- Exercise prompt
Which lines in the records below contain the word "with"? Report each such line in full, counting only matches in the same case.
--- Start of Provided entries ---
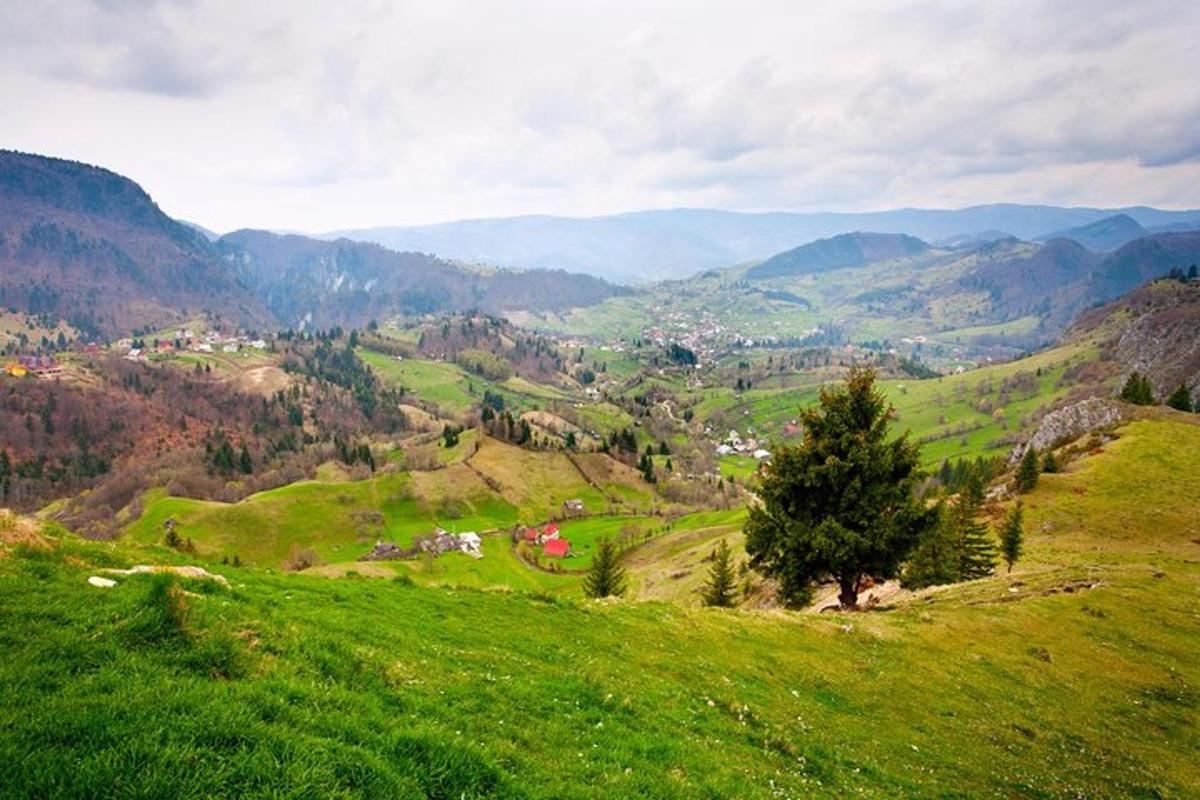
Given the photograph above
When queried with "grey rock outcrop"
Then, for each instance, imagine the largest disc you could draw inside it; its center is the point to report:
--- End of Provided entries ---
--- Start of Provided entries ---
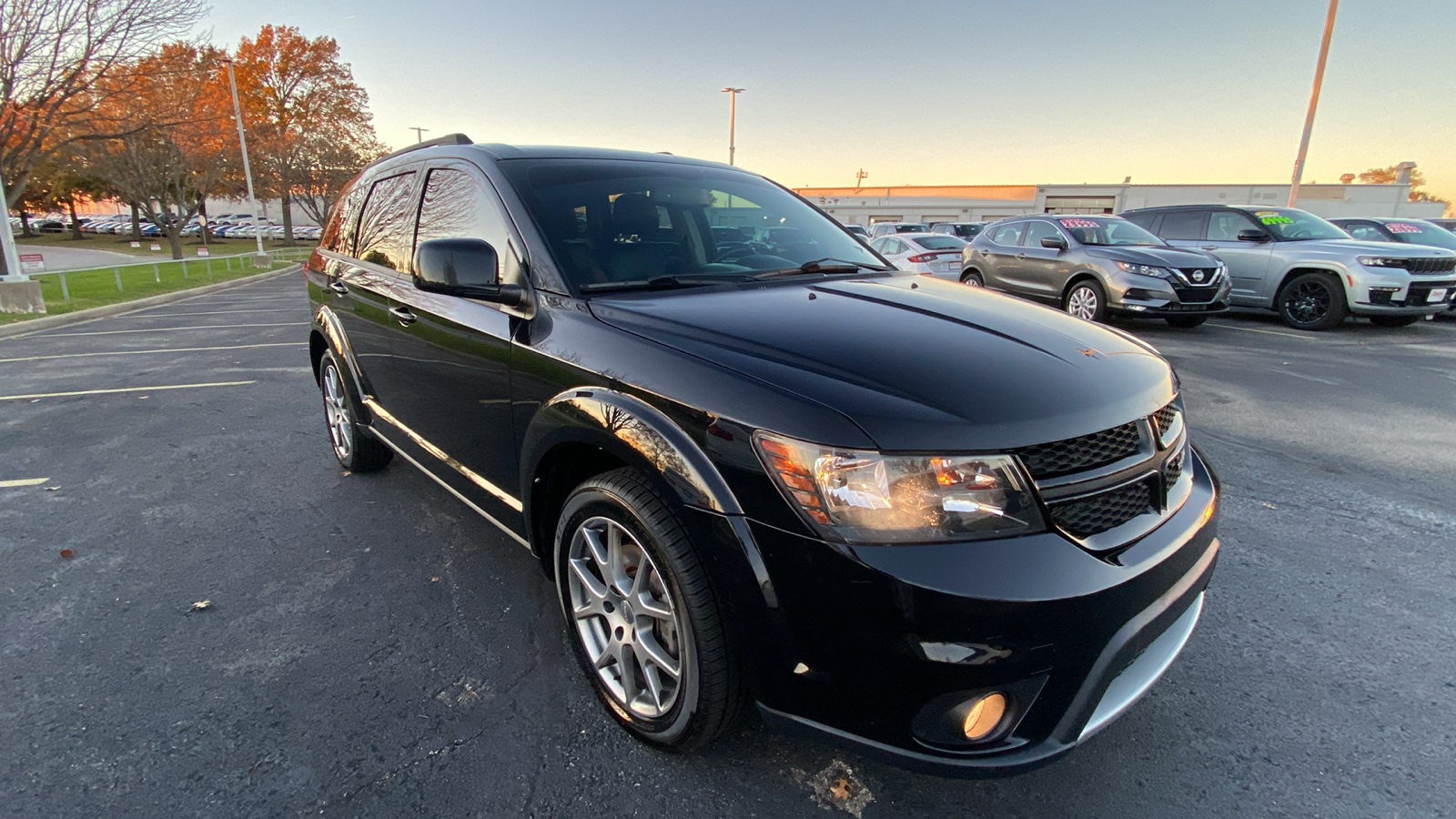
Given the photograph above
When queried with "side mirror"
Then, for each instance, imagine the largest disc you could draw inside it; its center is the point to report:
--- End of Provided entries ---
- Result
When queried with "grey rock outcrop"
When queried with "side mirror"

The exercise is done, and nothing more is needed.